**À faire:**
#1 Dans le récit de la sortie dans la grotte, où le groupe laisse-t-il ses sacs ?
#2 Écrivez la suite du récit de la sortie dans la grotte en partant de sa dernière phrase.

Il est 9h10 à la montre présidentielle quand nous arrivons à la Baume de l'Oignon à la gauche de laquelle Dada a élargi l'un des trois accès à la Baume-qui-remonte. 



Neuf heures trente sonnent dans le lointain lorsque nous nous enfilons dans la cavité. Quelques mètres de reptation plus loin nous débouchons dans la grande salle du Champignon avec sa belle stalagmite si caractéristique et qui de fait accueillera notre repas de midi. Nous y laissons nos sacs.

Nous partons ensuite à la découverte d'un réseau qui se développe sur 300 mètres et s'étage sur trois niveaux. Pour ne pas effaroucher nos initiés de frais, le Président a décidé de shunter les coins problématiques (essentiellement des étroitures pas très engageantes menant à des culs-des-sac sans intérêt). Nous croisons quelques poignées de chauve-souris, lesquelles font fondre Marion qui n'en avait jamais vu d'aussi près. Daniel nous confie qu'il est censé les compter pour la commission "Chiroptères" du CDS06 mais qu'il n'en a finalement pas envie parce qu'on est dimanche et que le dimanche il a autre chose à faire que de compter des chauve-souris pour satisfaire des écolos chevelus amoureux des rats volants et non-mais-c'est-vrai-quoi.

Je sens que le Grand Homme s'échauffe un peu, aussi je l'invite délicatement à poursuivre la visite avec, au bout, la perspective d'une bonne bouteille de rouge. Nina et Noam furètent dans tous les coins tandis que leur père, Vincent, se prend d'une passion subite pour les chatières. Le garçon aime le challenge et de voir notre vieux Président se faufiler comme une anguille au milieu des concrétions chatouille quelque peu son amour-propre de quarantenaire sportif. 


Il s'en tire plutôt bien et Dada lui dit que s'il aime vraiment les étroitures, il en a un plein wagon à sa disposition dans de nombreux trous du département. Grand-Papa ne démérite pas mais me chuchote qu'il n'a pas la condition de son gendre pour aller faire l'andouille dans des boyaux aussi riquiquis. Je le rassure en lui confiant que c'est tout à fait normal et qu'au GSV les seuls goulots d'étranglement qu'on apprécie sont ceux qu'on trouve au sommet des bouteilles...

**Données extraites:**
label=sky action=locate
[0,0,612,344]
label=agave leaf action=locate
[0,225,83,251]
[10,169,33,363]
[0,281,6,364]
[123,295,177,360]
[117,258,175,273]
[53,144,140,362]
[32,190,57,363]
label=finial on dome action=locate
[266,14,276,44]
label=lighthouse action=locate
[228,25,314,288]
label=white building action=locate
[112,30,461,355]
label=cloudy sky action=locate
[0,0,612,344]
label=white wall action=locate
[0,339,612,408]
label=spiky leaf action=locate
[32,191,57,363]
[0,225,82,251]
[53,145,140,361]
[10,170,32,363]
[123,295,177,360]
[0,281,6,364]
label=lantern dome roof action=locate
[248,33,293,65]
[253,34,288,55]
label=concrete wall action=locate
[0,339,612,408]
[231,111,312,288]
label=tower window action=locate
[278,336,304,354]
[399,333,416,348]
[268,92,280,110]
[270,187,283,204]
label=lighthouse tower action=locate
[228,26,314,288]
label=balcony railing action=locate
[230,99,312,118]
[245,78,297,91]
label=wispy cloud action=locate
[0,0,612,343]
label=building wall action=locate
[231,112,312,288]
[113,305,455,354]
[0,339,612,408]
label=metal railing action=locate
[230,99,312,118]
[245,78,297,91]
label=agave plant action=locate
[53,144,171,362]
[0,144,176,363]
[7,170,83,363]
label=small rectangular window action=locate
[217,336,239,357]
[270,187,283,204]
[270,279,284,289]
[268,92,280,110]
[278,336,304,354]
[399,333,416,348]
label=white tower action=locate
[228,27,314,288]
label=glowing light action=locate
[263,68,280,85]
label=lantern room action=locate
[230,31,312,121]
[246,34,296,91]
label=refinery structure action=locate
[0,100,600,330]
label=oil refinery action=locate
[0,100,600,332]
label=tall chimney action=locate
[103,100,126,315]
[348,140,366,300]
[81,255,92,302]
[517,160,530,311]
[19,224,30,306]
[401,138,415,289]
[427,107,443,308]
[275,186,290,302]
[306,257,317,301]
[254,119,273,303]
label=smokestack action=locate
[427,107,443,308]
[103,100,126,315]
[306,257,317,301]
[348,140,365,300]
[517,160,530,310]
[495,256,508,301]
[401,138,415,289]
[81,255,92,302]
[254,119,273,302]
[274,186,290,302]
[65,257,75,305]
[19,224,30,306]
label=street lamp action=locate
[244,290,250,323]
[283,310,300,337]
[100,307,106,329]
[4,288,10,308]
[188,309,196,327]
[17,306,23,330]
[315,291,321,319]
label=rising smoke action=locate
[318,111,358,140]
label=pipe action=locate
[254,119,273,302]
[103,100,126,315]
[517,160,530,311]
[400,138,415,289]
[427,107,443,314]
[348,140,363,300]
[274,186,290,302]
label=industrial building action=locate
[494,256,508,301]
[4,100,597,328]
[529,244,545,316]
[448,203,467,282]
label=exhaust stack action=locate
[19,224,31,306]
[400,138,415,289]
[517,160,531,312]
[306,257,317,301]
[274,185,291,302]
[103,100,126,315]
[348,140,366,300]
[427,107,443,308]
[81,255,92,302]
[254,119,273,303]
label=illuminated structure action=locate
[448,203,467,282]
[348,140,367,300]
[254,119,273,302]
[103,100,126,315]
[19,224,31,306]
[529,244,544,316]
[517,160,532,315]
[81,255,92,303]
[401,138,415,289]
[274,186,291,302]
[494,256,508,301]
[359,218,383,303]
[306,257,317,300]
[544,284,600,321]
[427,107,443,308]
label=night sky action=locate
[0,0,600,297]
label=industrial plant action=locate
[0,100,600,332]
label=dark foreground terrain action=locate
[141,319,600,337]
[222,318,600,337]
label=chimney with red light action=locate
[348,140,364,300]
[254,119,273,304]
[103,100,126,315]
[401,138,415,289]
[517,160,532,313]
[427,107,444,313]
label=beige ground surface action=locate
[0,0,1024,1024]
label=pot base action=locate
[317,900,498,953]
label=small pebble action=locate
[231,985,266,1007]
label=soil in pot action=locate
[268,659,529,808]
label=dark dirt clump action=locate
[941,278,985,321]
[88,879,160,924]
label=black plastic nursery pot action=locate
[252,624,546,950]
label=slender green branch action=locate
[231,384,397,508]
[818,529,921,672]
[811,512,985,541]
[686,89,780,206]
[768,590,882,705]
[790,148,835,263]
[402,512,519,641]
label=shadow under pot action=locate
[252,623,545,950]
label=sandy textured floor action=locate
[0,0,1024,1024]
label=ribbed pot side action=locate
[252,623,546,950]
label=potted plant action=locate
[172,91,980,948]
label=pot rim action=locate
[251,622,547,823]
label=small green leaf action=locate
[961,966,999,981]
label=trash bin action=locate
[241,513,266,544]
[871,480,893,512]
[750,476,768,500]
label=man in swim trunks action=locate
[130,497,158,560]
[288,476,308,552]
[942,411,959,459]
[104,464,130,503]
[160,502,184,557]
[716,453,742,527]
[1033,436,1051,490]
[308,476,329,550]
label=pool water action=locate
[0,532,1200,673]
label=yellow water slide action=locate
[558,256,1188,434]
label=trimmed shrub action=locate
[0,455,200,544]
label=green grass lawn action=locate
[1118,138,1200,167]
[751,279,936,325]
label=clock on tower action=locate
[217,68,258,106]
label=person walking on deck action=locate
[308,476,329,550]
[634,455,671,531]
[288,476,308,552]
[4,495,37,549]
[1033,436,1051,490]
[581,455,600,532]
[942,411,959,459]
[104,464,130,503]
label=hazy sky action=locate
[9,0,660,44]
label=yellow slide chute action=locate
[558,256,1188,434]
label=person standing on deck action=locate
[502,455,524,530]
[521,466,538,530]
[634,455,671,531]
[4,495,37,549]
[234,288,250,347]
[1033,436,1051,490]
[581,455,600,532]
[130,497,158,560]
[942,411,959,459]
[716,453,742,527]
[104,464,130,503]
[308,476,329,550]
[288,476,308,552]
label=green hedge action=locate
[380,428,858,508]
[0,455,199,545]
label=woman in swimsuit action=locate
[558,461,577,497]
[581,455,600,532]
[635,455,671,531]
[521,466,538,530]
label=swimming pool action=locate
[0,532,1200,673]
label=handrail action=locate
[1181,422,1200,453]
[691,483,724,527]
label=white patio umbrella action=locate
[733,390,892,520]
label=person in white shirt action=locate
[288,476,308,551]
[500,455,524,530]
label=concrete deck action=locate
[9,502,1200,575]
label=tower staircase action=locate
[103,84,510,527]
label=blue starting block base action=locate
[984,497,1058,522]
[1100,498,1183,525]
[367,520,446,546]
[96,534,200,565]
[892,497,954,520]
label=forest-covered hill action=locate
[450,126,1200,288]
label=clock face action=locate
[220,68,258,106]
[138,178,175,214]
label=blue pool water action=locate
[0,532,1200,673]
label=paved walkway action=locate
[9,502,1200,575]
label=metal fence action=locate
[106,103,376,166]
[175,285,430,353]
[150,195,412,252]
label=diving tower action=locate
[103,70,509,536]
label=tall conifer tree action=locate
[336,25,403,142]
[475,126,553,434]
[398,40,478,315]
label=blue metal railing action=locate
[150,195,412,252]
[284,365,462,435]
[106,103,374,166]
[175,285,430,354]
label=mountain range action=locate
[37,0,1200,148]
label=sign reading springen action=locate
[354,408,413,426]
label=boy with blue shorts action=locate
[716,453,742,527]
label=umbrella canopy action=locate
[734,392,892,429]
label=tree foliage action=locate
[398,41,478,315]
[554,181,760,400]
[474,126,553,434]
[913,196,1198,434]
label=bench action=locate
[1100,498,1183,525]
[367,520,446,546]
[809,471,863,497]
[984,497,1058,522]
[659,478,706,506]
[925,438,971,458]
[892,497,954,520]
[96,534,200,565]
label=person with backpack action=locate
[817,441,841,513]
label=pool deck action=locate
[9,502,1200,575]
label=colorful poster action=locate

**Réponses numérotées:**
#1 Dans la grande salle du Champignon.

#2
Et à propos de bouteille, il est quasiment 11h30 quand nous revenons à la salle du Champignon. C'est l'heure de l'apéro et j'exhibe donc un petit vin de l'Aveyron (et oui, ils font aussi du vin là-bas) qui excite notre curiosité : piquette ? Nectar ? Il n'existe qu'un moyen de trancher. Accompagné de quelques chips et d'un excellent pâté maison concocté par les parents de Vincent, le picrate s'avère finalement fort agréable et même un peu sournois, preuve en est la titubation de Marion qui s'était relevée pour mieux se rasseoir. C'est tout simplement l'ivresse des profondeurs. Et un seul verre suffit.

Le café avalé, nous sondons l'état de forme des pitchounets qui sont tout prêts à redécoller. Papi requinqué au gros rouge est également d'attaque, aussi ressortons-nous de la Baume-qui-remonte pour aller explorer la Baume Chabert, une centaine de mètres plus loin.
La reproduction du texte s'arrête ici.